Patience in Strong Relationships Is Just as Critical as Love
We tend to idealize our romantic relations in that we place a lot of emphasis on love and physical attraction. But soon you realize that to be patient in a relationship is one of the most beautiful ways to show someone that you really care.
Yes, love is the bonding agent that connects and keeps people together. And sex is important too, although its significance varies dramatically from person to person. But if you asked a strong long-term couple, what's the secret that keeps their love burning for years, the concept of respect and patience is likely to come up.
If you want to be happy and make your significant other happy too, you have to learn how to have patience in a relationship.
1. Stop and Breath
The opposite of patience is not only intolerance, but also restlessness. If we constantly acted upon our hot emotions, the world, not only our relations, would go to hell. Deep breathing is an ancient technique that allows you to pull yourself together and detach emotionally from an annoying or exhausting situation. It also helps to concentrate on your true self deep within.
Looking from a scientific perspective, there's nothing mystical about it. Deep breaths in and long breaths out practiced for at least a minute effectively slows down your heart rate. In addition, it and cools your body off. An extra doze of oxygen that enters your brain clears out your thinking, freeing you from a momentary tunnel-vision rage or annoyance.
The more you practice this randomly throughout the day, the more natural it will seem to do it in a case of a conflict.
2. Stay Away from Their Tantrums
If the way your loved one copes with their stress leaves a lot to be desired, learn how to pull yourself away until the emotions cool off. Shouting and plate smashing can look passionate and thrilling in the movies, but in reality it usually takes from a couple a lot more than it gives.
The worst thing to do when your loved one is pulling an emotional outburst is to tell them they need to calm down and how to do that. Unless we're dealing with a serious mental issues here, the best thing to do is to leave them alone for awhile, before unnecessarily hurtful things are said and done. You can tell them all about the benefits of your recently learned breathing technique later.

(Information provided):
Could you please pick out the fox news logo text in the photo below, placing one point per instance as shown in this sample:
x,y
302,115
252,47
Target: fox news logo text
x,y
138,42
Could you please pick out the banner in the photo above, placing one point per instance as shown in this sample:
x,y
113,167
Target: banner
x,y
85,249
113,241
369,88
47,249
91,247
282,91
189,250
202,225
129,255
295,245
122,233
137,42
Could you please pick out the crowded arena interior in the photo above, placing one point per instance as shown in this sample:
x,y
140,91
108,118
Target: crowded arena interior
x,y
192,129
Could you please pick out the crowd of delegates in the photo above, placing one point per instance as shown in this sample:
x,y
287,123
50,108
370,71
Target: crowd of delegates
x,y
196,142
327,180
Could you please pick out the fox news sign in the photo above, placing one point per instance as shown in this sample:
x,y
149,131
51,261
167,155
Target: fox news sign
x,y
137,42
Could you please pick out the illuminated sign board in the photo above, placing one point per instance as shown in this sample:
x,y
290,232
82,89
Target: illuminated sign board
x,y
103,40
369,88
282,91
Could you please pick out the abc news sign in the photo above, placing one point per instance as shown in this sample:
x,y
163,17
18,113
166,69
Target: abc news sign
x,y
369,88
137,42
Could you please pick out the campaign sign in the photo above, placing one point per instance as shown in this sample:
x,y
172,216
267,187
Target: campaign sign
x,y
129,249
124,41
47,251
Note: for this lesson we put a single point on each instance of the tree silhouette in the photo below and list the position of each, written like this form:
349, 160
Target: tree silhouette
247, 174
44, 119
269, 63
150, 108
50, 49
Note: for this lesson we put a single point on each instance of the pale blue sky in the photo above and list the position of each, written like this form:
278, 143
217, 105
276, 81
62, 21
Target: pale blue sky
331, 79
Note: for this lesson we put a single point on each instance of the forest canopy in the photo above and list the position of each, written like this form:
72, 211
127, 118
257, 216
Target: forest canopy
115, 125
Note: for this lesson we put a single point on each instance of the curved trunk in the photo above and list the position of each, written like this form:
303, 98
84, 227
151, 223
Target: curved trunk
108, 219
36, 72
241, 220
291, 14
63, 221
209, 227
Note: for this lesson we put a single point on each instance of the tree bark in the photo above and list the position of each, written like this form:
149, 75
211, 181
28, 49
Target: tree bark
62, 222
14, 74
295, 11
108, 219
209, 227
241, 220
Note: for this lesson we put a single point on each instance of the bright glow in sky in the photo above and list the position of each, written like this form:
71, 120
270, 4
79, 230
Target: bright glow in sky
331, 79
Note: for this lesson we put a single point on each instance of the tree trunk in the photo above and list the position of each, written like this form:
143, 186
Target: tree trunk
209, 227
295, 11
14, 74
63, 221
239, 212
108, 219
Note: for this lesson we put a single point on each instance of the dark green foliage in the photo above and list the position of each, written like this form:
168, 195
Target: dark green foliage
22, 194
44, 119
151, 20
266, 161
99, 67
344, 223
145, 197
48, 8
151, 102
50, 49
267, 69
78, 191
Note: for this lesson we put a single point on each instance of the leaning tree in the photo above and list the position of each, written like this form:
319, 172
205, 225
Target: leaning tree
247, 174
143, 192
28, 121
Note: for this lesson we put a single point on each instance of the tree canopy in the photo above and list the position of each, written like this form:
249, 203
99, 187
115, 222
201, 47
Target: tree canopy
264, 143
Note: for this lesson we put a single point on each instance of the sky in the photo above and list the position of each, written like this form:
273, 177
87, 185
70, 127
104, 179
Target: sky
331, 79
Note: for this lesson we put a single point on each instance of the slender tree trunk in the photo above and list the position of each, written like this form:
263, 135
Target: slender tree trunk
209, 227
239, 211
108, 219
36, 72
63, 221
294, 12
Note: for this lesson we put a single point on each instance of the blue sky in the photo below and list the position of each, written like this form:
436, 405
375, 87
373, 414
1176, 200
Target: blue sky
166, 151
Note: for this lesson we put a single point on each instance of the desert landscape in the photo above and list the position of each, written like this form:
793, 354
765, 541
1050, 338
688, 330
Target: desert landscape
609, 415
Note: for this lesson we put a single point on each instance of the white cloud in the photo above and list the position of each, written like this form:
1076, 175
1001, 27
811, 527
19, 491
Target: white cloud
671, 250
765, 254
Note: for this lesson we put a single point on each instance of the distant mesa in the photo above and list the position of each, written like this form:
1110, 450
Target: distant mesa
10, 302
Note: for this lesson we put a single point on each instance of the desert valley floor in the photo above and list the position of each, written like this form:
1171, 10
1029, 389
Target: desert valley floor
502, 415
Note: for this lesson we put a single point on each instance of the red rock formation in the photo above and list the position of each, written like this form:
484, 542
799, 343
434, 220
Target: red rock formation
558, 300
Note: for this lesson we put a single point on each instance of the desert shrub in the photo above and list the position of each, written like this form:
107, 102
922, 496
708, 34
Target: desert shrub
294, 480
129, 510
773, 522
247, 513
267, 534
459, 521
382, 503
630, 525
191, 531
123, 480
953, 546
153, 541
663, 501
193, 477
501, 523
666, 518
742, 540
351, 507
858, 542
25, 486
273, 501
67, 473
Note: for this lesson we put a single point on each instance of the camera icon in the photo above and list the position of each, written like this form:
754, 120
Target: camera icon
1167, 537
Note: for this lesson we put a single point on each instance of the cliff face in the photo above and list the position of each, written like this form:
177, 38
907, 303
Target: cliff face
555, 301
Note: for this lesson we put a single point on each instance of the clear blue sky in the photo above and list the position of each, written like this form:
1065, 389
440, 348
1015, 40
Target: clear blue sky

(Required tasks):
1) Answer these questions from the text on patience in relationships:
(a) Besides intolerance, what does the text name as the opposite of patience?
(b) For how long should the deep breathing be practiced to slow the heart rate?
(c) What does the text call the worst thing to do during a loved one's emotional outburst?
2) Write a continuation of the article on patience in relationships, picking up after its final sentence.
The entries were taken from a separate source and have no connection to the text.

(Answers to the tasks):
1)
(a) Restlessness.
(b) At least a minute.
(c) Telling them they need to calm down and how to do that.

2)
3. Quit the Idea of Changing Them
If it's hard for you to stop being impatient in a relationship, it may signal some nasty expectations and assumptions you hold towards your loved one. You should want to be with the person that they actually are at this particular moment in life, not the way you imagine them to be after you mould, mend, and fix them.
Answer yourself in the most brutally honest way, if you really love and care about the person that you chose for a partner. If the vision of changing them into your dream girlfriend or dream boyfriend is your true determination, save both of you heaps of time by leaving this fantasy behind and moving on, whether alone or together.
4. Don't Take Them for Granted
Everything in this world is fragile, temporary, fleeting. Sometimes we forget it, don't we? Especially in a long-term relationship, it's way too easy to forget that it may not last forever.
Passive aggressiveness and constant bickering is the bitterest poison in a relationship and a sign of giving up on each other. Openly learning patience in your relationship by taking real action to make the experience of being together as pleasant and exciting as you can is one of the most remarkable manifestations of true love and respect.
This means that you don't hide your personal struggles to deal with something that annoys you in another. On the contrary, you show it, you admit it as a weakness, and you express a real determination to change it in yourself and to come to a solution together.
5. Give Love, But Give Space Too
Go on and schedule a date night or a full day per week to spend together uninterruptedly. Even, or perhaps especially, if you live together, make an effort, plan something romantic and exciting, dress up, and go out into the world as a loving unity. Do this regularly – don't let the everyday hustle and bustle push what's really valuable to the background of your life.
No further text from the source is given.